(Referring expression data)
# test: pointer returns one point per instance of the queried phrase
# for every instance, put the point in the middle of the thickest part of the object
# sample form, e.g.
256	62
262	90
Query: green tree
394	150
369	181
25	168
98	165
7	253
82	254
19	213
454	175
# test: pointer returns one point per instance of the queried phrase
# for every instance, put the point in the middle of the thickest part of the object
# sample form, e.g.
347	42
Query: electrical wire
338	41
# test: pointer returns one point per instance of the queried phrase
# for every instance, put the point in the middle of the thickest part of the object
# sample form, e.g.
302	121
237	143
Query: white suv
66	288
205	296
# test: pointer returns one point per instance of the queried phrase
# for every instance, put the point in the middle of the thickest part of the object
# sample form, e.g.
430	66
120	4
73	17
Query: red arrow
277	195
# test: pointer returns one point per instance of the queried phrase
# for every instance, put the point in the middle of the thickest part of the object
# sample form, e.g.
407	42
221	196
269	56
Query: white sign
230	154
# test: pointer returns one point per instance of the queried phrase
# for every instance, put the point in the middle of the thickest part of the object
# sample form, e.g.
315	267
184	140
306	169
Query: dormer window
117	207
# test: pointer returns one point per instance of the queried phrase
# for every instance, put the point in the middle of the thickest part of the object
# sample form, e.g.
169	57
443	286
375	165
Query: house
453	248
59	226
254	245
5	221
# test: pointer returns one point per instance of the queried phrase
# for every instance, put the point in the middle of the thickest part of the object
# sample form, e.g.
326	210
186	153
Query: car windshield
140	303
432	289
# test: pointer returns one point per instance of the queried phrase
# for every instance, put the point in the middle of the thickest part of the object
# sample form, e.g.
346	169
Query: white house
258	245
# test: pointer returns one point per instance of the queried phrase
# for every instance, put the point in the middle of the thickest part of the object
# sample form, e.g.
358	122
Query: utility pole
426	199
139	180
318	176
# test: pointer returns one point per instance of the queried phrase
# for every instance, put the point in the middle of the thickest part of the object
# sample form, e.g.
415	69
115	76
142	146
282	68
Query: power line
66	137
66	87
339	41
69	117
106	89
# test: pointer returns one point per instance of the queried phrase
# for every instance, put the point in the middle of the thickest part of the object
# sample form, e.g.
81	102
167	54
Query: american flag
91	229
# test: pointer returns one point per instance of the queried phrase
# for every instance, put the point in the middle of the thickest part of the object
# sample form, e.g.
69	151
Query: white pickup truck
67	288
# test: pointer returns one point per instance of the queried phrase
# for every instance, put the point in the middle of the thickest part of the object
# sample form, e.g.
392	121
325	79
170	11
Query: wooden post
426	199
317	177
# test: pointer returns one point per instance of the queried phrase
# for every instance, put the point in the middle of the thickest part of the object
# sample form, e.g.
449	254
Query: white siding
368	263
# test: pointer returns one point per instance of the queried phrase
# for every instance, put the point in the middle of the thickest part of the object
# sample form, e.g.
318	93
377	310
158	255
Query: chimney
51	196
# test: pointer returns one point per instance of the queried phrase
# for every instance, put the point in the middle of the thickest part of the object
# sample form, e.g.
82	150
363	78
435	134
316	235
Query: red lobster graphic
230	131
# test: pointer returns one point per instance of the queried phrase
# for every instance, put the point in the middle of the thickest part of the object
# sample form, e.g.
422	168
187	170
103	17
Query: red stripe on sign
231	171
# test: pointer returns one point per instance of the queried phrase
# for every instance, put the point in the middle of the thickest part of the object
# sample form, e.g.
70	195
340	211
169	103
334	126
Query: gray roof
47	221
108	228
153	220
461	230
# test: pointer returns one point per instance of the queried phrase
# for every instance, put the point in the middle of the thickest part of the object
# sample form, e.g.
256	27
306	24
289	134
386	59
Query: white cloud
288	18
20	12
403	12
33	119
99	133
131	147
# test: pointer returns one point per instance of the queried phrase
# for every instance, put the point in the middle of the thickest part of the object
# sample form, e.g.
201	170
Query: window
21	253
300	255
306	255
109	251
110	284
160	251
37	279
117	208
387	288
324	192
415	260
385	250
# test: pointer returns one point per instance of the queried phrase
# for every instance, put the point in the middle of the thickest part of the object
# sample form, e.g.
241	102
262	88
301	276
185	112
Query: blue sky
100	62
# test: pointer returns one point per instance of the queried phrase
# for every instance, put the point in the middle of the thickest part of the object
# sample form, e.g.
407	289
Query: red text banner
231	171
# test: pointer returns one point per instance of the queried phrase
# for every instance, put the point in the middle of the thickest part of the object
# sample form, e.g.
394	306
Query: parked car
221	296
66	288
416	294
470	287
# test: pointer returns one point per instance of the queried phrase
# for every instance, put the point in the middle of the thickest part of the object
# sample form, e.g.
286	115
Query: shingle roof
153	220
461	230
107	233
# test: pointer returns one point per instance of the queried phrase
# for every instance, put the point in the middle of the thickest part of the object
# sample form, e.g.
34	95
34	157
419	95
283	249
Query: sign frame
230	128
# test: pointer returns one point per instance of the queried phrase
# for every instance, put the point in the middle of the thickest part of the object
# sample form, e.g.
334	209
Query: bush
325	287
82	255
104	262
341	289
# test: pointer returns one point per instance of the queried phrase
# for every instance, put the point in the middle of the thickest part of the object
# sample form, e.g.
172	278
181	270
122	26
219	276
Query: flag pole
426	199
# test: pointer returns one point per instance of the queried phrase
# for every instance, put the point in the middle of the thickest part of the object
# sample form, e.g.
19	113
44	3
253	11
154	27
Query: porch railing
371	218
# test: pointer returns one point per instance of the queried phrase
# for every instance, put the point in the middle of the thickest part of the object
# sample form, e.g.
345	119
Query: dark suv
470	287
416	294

§ **Task description**
The full set of entries should be transcribed exactly.

§ **Response to the task**
# test: pointer returns one point per instance of the queried phrase
# for every instance, put the point in the middle of the thickest part of the object
# sample form, e.g.
256	62
262	90
Query: green tree
394	150
369	181
25	168
98	165
7	253
82	254
19	213
454	175
# test: pointer returns one point per instance of the queried phrase
# for every instance, put the point in the middle of the thickest part of the object
# sample form, e.g.
347	42
Query: electrical wire
338	41
# test: pointer returns one point per instance of the queried phrase
# for every instance, put the point in the middle of the thickest part of the object
# sample form, e.g.
302	121
237	143
Query: white suv
66	288
205	296
# test: pointer returns one point per instance of the queried phrase
# for every instance, put the point in the middle of the thickest part of the object
# sample form, e.g.
430	66
120	4
73	17
Query: red arrow
277	195
# test: pointer returns one point per instance of the queried phrase
# for every instance, put the point in the middle of the thickest part of the object
# sample form, e.g.
407	42
221	196
269	56
Query: white sign
230	154
# test: pointer returns one point per instance of the queried phrase
# for every instance, put the point in the middle of the thickest part of the object
# sample form, e.g.
315	267
184	140
306	169
Query: dormer window
117	207
# test: pointer returns one point per instance of the queried phrase
# for every instance, put the point in the middle of the thickest part of the object
# sample form, e.g.
169	57
443	286
375	165
Query: house
453	248
59	226
254	245
5	221
# test: pointer returns one point per instance of the queried phrase
# for every instance, put the point in the middle of the thickest part of the object
# sample form, e.g.
326	210
186	153
Query: car windshield
140	303
432	289
# test: pointer returns one point per instance of the queried phrase
# for every instance, put the point in the middle of the thickest part of the object
# sample form, e.g.
346	169
Query: white house
258	245
# test: pointer returns one point per instance of the queried phrase
# for every instance, put the point in the middle of the thickest part of the object
# sample form, e.g.
358	122
Query: utility pole
426	199
139	180
318	176
# test: pointer returns one point per instance of the queried phrase
# for every instance, put the point in the middle of the thickest part of the object
# sample form, e.g.
415	69
115	76
142	146
282	68
Query: power line
66	137
66	87
339	41
69	117
106	89
# test: pointer returns one point per instance of the queried phrase
# for every instance, put the point in the middle of the thickest part of the object
# sample form, e.g.
81	102
167	54
Query: american flag
91	229
# test: pointer returns one point per instance of the queried phrase
# for every instance, put the point in the middle of the thickest part of the object
# sample form, e.g.
69	151
Query: white pickup truck
67	288
# test: pointer returns one point per instance of the queried phrase
# for every instance, put the point in the middle of the thickest part of the object
# sample form, e.g.
392	121
325	79
170	11
Query: wooden post
426	199
317	177
# test: pointer returns one point per instance of the queried phrase
# for every instance, put the point in the middle of the thickest part of the object
# sample form, e.g.
449	254
Query: white siding
368	263
# test: pointer returns one point per instance of the queried phrase
# for every instance, put the point in the middle of the thickest part of the object
# sample form, e.g.
318	93
377	310
158	255
Query: chimney
51	196
# test: pointer returns one point per instance of the queried phrase
# for every instance, put the point in the middle of the thickest part of the object
# sample form, e.g.
82	150
363	78
435	134
316	235
Query: red lobster graphic
230	131
# test: pointer returns one point per instance of the queried phrase
# for every instance, put the point in the middle of the thickest part of the object
# sample form, e.g.
422	168
187	170
103	17
Query: red stripe on sign
231	171
# test: pointer returns one point per instance of the queried phrase
# for every instance, put the point in the middle of the thickest part of the object
# sample form, e.g.
70	195
340	211
169	103
334	126
Query: gray roof
47	221
108	228
153	220
461	230
# test: pointer returns one point per instance of the queried phrase
# for every instance, put the point in the middle of the thickest part of the object
# sample form, e.g.
256	27
306	24
289	134
386	59
Query: white cloud
288	18
20	12
403	12
33	119
99	133
131	147
# test: pointer returns one point per instance of the queried phrase
# for every instance, put the point in the middle of the thickest part of the object
# sample form, e.g.
201	170
Query: window
21	253
300	255
306	255
109	251
110	284
160	251
37	279
117	208
387	288
324	192
415	260
385	250
# test: pointer returns one point per instance of the queried phrase
# for every instance, put the point in the middle of the thickest part of the object
# sample form, e.g.
241	102
262	88
301	276
185	112
Query: blue sky
100	62
# test: pointer returns one point per instance of the queried phrase
# for every instance, put the point in the middle of the thickest part of the object
# sample form, e.g.
407	289
Query: red text banner
231	171
# test: pointer returns one point per instance of the queried phrase
# for every instance, put the point in the middle of the thickest part of the object
# sample form, e.g.
394	306
Query: parked car
221	296
66	288
416	294
470	287
# test: pointer returns one point per instance of the queried phrase
# for every instance, put the point in the middle of the thickest part of the object
# sample form, e.g.
286	115
Query: shingle roof
153	220
461	230
107	233
# test: pointer returns one point per instance of the queried phrase
# for every instance, put the point in the middle of the thickest part of the object
# sample form, e.g.
34	95
34	157
419	95
283	249
Query: sign frame
230	128
# test: pointer returns one point per instance of the queried phrase
# for every instance, put the point in the middle of the thickest part of the object
# sample form, e.g.
334	209
Query: bush
325	287
82	255
104	262
341	289
# test: pointer returns one point per instance of the queried phrase
# for every instance, put the point in the middle of the thickest part of the object
# sample form, e.g.
172	278
181	270
122	26
219	276
Query: flag pole
426	199
# test: pointer returns one point per instance of the queried phrase
# for every instance, put the point in the middle of the thickest part of the object
# sample form, e.g.
19	113
44	3
253	11
154	27
Query: porch railing
371	218
# test: pointer returns one point per instance of the queried phrase
# for every instance, put the point in the middle of the thickest part of the object
# sample form, e.g.
345	119
Query: dark suv
470	287
416	294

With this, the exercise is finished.